▶ [YOUR GOAL] Every line of the material that includes the word "whole" is to be shown.

----------

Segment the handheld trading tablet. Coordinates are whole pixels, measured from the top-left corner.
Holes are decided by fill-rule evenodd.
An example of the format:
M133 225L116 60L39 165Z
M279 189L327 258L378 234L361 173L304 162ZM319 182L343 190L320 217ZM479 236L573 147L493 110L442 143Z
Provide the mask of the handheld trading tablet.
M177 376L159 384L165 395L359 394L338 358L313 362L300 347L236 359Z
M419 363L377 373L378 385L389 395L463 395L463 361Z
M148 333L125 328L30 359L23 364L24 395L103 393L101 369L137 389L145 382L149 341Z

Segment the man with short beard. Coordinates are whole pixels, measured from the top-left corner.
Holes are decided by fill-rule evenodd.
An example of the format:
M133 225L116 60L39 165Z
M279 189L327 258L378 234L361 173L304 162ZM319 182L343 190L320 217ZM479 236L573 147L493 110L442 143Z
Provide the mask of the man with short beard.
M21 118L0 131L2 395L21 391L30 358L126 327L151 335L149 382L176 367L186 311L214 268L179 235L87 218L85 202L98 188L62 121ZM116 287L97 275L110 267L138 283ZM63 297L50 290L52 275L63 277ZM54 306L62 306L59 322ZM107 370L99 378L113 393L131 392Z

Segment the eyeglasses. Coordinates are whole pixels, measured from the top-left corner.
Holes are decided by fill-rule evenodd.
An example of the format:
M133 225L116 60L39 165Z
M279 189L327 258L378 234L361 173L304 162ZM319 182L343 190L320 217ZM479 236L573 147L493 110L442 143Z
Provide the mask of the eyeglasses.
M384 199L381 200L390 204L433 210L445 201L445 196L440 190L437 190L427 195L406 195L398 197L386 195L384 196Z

----------

▶ [WRITTEN SOLUTION]
Segment the handheld trading tablet. Coordinates are whole pixels, measured from the top-left corner.
Segment the man with short beard. Coordinates are whole pixels, measured from the top-left corner.
Segment the eyeglasses. Coordinates are whole pixels, measured from the top-left corner.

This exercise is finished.